Restate the data exactly as given and keep the pictures out.
- - - - - - -
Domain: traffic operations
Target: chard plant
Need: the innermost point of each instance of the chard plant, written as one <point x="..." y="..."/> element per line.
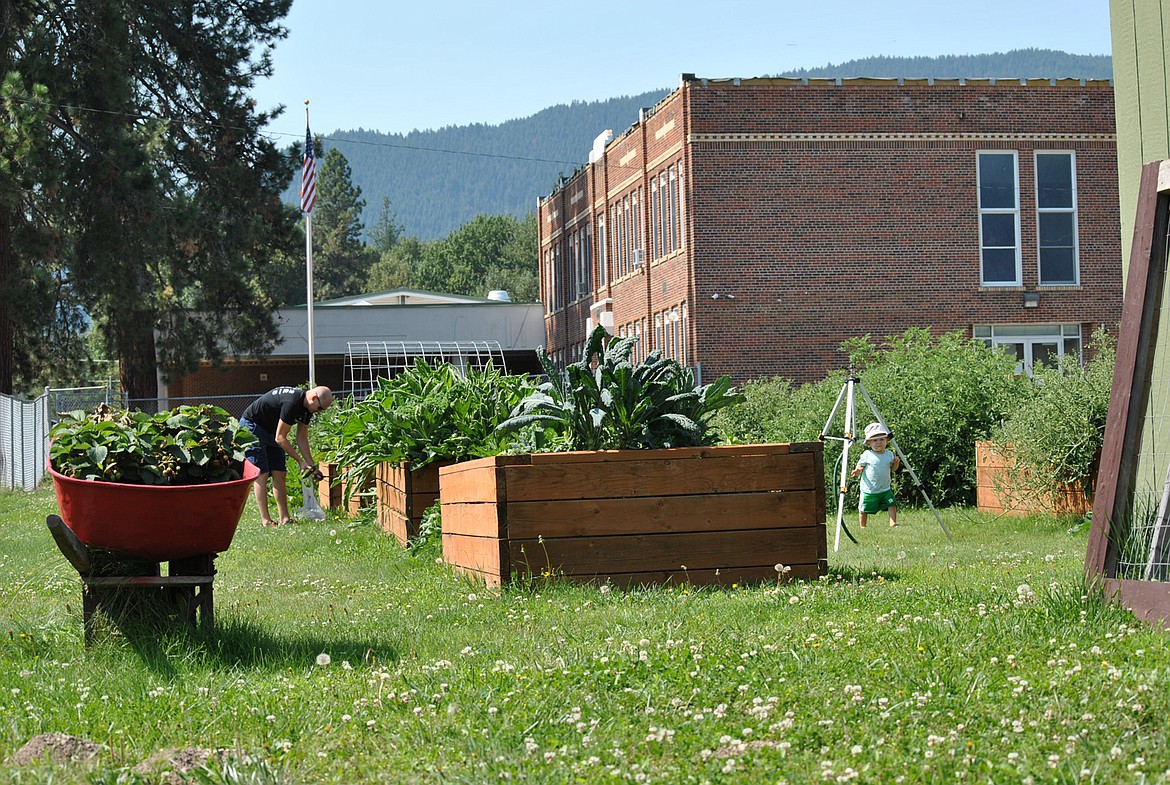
<point x="424" y="414"/>
<point x="607" y="401"/>
<point x="186" y="446"/>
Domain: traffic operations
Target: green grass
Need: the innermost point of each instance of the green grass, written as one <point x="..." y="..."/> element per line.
<point x="917" y="660"/>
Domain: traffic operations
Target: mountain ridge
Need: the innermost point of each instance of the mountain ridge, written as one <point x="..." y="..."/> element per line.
<point x="440" y="179"/>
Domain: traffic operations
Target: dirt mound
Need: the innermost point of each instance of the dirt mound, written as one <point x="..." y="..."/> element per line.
<point x="56" y="748"/>
<point x="170" y="763"/>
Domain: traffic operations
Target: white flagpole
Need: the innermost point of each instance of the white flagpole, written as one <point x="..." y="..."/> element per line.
<point x="308" y="252"/>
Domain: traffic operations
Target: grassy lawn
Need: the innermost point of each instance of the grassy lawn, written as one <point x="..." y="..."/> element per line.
<point x="919" y="660"/>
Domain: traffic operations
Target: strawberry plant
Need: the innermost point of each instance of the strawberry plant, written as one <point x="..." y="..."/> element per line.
<point x="186" y="446"/>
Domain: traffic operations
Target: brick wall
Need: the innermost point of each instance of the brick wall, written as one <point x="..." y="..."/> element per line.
<point x="828" y="212"/>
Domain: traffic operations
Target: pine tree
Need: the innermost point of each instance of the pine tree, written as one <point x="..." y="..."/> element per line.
<point x="341" y="261"/>
<point x="169" y="195"/>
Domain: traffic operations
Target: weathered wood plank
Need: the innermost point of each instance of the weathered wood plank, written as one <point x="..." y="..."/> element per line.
<point x="662" y="477"/>
<point x="474" y="481"/>
<point x="652" y="552"/>
<point x="661" y="514"/>
<point x="728" y="577"/>
<point x="673" y="453"/>
<point x="481" y="555"/>
<point x="474" y="520"/>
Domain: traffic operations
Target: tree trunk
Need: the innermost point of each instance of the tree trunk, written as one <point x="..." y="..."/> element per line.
<point x="137" y="363"/>
<point x="7" y="263"/>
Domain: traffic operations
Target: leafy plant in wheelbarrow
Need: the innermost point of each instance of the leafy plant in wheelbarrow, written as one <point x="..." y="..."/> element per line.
<point x="186" y="446"/>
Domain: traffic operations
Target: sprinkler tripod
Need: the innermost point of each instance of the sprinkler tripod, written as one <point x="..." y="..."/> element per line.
<point x="848" y="397"/>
- - - - - - -
The result:
Domain: traffic operations
Target: chard plant
Need: the innermost point of each instance of the chard plant, written as one <point x="..." y="..."/> element per line.
<point x="424" y="414"/>
<point x="607" y="401"/>
<point x="186" y="446"/>
Domain: traffic operations
Target: green grass
Need: the innermost point of each instance of the green grass, written as one <point x="..." y="..."/> element per line.
<point x="917" y="660"/>
Domain: traffic operations
Target: mountain ridge
Need: the innermost point of each instance of the mountain ridge, written as one <point x="..." y="..."/> element per line.
<point x="440" y="179"/>
Domain: traffic operations
Target: dirt mound
Need: the innermost point of each instance of the dirt mound, written as one <point x="..." y="..."/> element per line.
<point x="56" y="748"/>
<point x="170" y="763"/>
Domain: traffic operations
Target: white flagpole
Need: the innermost point of each instance of the white flagpole, written as one <point x="..." y="..."/> element per line.
<point x="308" y="252"/>
Domain: traffic operations
Target: grassy lawn
Need: the innermost point of each instance of the grassy lawn, written as one <point x="..." y="..."/> element per line.
<point x="919" y="660"/>
Domain: traffic operations
Target: strawberry plant
Need: the innermost point of each instance of the strawberry plant, written as one <point x="..." y="..."/> element per line.
<point x="186" y="446"/>
Domain: traffic operations
Target: brick wall
Need: the innermost point of each instance of the brick wall, written as one <point x="..." y="..."/> element per line.
<point x="828" y="212"/>
Domain: traffic operations
Target: pine tree
Need: the innermost point of each instance of the pine tree, written as one <point x="..." y="..."/> element per line.
<point x="341" y="261"/>
<point x="169" y="195"/>
Domain: traffic operations
Target: weathered wood plank
Need: the innermost point of each instance of the weathered wood plank, written as one <point x="..." y="..."/> element per line.
<point x="662" y="477"/>
<point x="474" y="481"/>
<point x="652" y="552"/>
<point x="661" y="514"/>
<point x="728" y="577"/>
<point x="673" y="453"/>
<point x="481" y="555"/>
<point x="474" y="520"/>
Domain: traffic operations
Target: tree trunk
Need: the innermost point of each instance of the tree trunk, written as one <point x="..." y="..."/> element per line.
<point x="137" y="363"/>
<point x="7" y="263"/>
Domain: traffic operations
Target: leafy plant in wheelbarrow
Need: the innermost point of each instance of the leafy plant in wheelbarrow, written as one <point x="..." y="..."/> element per line.
<point x="186" y="446"/>
Domain: traffic operations
Target: sprinkler tripod
Need: the innermost point of each instance of the sprinkler tripod, written as one <point x="..." y="..."/> element per line.
<point x="848" y="397"/>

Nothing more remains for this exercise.